- **Short problem A**
Copy the passage of the Silk Spectre review that starts at "While I’m understandably" and ends at "in the third.".
- **Short problem B**
Shorten the paragraph of the Silk Spectre review beginning "While I’m understandably quite hesitant" while keeping its main facts.

- **Text shown**
The BW Review : “Before Watchmen : Silk Spectre” #3

Posted: September 18, 2012 in comics
Tags: , , , , ,

 

While I’m understandably quite hesitant to say which of the various Before Watchmen series is the “best of the bunch” yet — for a couple reasons, one being that none of them are over and the other being that it’s frankly impossible to tell if some of them are even good or not at this point (although it’s fairly obvious that a couple just flat-out aren’t) — I do think it’s entirely fair to state that at this point Amanda Conner and Darwyn Cooke’s Silk Spectre has slowly, even imperceptibly, managed to establish itself as the most interesting of the bunch, which is rather saying something given that it suffers from one of the same narrative weaknesses so apparent in Cooke’s Minutemen series, namely : he gets what looks for all intents and purposes to be a coherent overall plot rolling in the second issue and then all but abandons it in the third.

- **Given data**
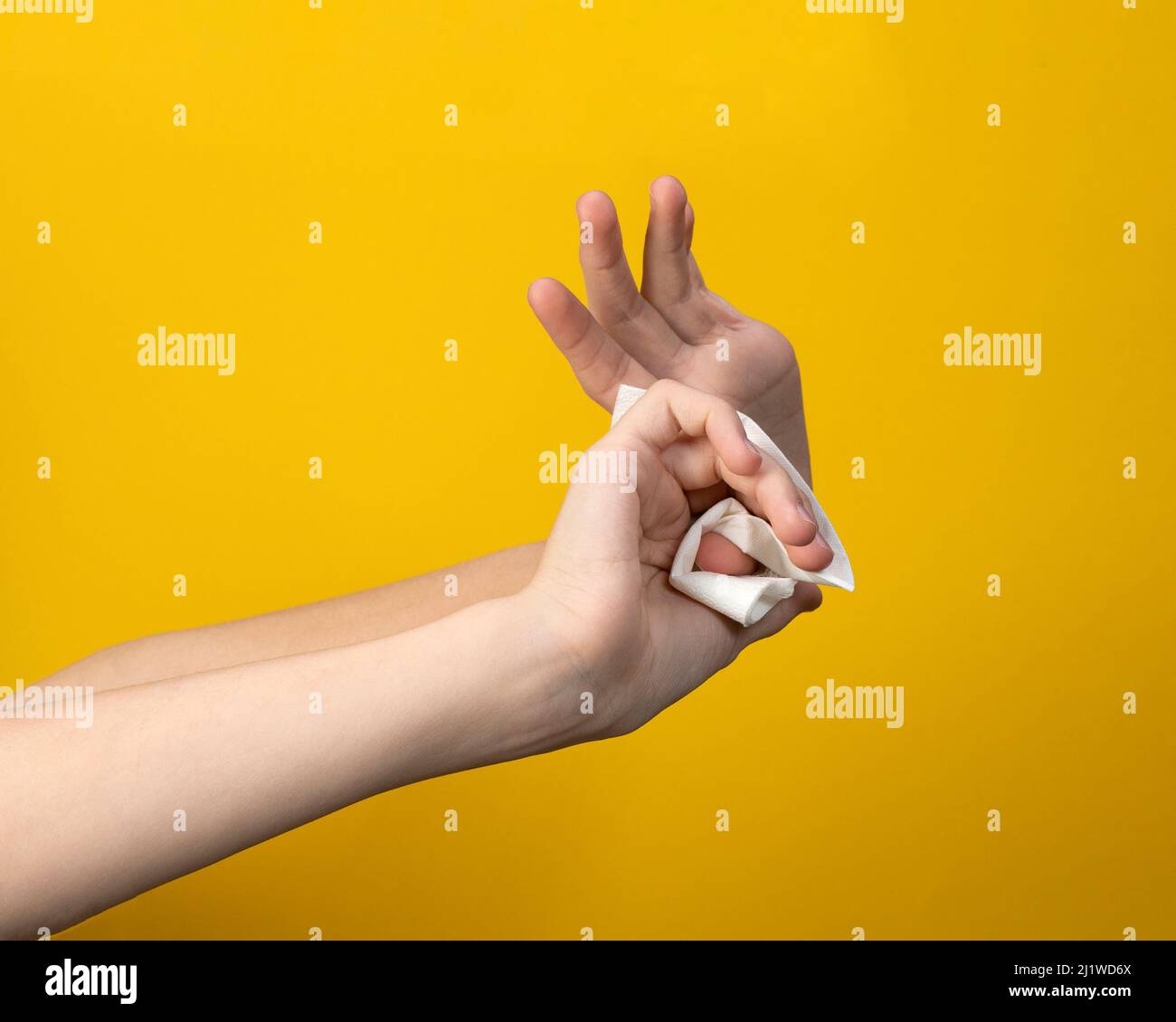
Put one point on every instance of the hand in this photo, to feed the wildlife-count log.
(602, 587)
(673, 327)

- **Written answer A**
While I’m understandably quite hesitant to say which of the various Before Watchmen series is the “best of the bunch” yet — for a couple reasons, one being that none of them are over and the other being that it’s frankly impossible to tell if some of them are even good or not at this point (although it’s fairly obvious that a couple just flat-out aren’t) — I do think it’s entirely fair to state that at this point Amanda Conner and Darwyn Cooke’s Silk Spectre has slowly, even imperceptibly, managed to establish itself as the most interesting of the bunch, which is rather saying something given that it suffers from one of the same narrative weaknesses so apparent in Cooke’s Minutemen series, namely : he gets what looks for all intents and purposes to be a coherent overall plot rolling in the second issue and then all but abandons it in the third.

- **Written answer B**
The reviewer hesitates to name the best Before Watchmen series, since none has finished and some are hard to judge, though a couple are clearly not good. Still, Amanda Conner and Darwyn Cooke’s Silk Spectre has quietly become the most interesting one. This is notable because it shares a weakness with Cooke’s Minutemen: a seemingly coherent plot gets going in the second issue and is nearly abandoned in the third.